STATED PROBLEM -
Reproduce every line of the items below, requests included, rescaling each coordinate in the answers by a factor of 2.35 and rounding to the nearest whole number, with halves rounded up. Omit the pictures from your output.

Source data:
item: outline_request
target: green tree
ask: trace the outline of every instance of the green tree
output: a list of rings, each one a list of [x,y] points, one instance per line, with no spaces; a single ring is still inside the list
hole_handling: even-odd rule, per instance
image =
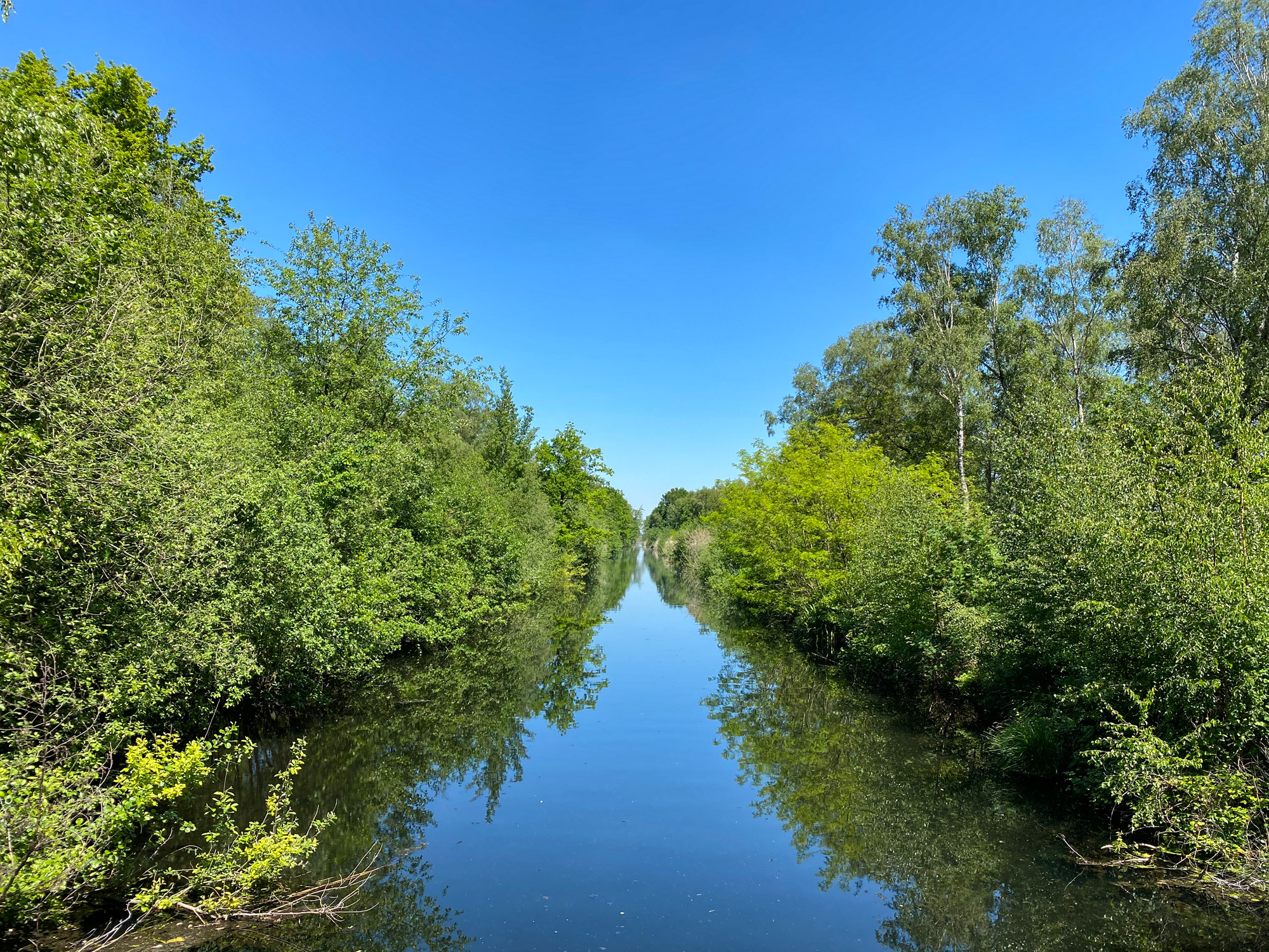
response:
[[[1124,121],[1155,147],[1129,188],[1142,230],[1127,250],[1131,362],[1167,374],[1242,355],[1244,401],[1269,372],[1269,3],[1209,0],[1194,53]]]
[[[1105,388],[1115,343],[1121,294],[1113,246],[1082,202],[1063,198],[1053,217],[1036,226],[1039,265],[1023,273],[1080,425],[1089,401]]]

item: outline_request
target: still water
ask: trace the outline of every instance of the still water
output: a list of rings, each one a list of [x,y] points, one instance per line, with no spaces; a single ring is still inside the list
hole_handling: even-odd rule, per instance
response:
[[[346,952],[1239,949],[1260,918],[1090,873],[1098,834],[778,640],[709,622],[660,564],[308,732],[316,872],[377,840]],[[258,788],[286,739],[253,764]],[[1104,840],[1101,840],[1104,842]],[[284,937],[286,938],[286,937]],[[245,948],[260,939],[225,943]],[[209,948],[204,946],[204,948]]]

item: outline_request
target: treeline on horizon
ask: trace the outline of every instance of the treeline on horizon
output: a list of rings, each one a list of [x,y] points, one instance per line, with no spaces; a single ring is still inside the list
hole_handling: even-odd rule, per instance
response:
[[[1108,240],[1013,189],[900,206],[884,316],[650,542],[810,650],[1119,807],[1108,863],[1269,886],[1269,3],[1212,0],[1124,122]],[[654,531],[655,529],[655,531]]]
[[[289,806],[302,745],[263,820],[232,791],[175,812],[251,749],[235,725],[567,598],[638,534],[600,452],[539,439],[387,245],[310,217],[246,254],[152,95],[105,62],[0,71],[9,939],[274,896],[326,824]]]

RESULT FOR THIS TASK -
item: outline_request
target: green tree
ask: trace the outline of every instance of the green tree
output: a list of rings, each one a list of [x,y] points, one instance per line, with no spaces; a single ring is still inside the list
hole_handling: even-odd rule, per instance
image =
response:
[[[2641,284],[2714,345],[2653,442],[2684,541],[2648,588],[2658,851],[2742,879],[2919,834],[2923,942],[2982,874],[2982,7],[2841,0],[2806,125]]]
[[[2597,912],[2620,806],[2634,691],[2616,578],[2543,475],[2498,465],[2475,510],[2435,531],[2442,623],[2404,642],[2538,999],[2559,942]]]

item: outline_request
target: still water
ask: trace the outline of every instance of the still water
output: a list of rings, each one a list of [x,y] points, one instance per line, with no spaces; a single ring is still inside the list
hole_handling: even-odd rule, per instance
response:
[[[813,2237],[2912,2230],[2961,2157],[2562,2052],[2580,1960],[1828,1504],[1666,1462],[1551,1325],[724,1720],[743,2049],[886,1974]],[[606,1852],[672,1737],[595,1795]],[[2594,1974],[2587,1974],[2594,1979]],[[667,2202],[672,2204],[672,2202]],[[576,2228],[611,2207],[529,2216]],[[491,2228],[479,2223],[479,2228]]]

item: outline_request
target: treeline on horizon
ask: trace the outline of every instance of the treeline on horizon
output: a list of rings, each one a list of [x,y] points, one instance per line, with no spaces; a single ring is still inside the list
hole_handling: even-odd rule, per instance
response:
[[[2604,564],[2381,444],[2115,484],[2077,743],[1528,1274],[1904,1528],[2630,1896],[2604,2028],[2982,2082],[2982,7],[2848,0],[2641,287]],[[1537,1248],[1539,1243],[1539,1248]]]
[[[679,1894],[710,1751],[618,1927],[545,1859],[411,1908],[590,1760],[552,1704],[1332,1405],[1499,1255],[1410,1062],[1267,1032],[909,576],[729,510],[578,597],[357,223],[247,146],[0,167],[21,2207],[644,2106],[766,1936]]]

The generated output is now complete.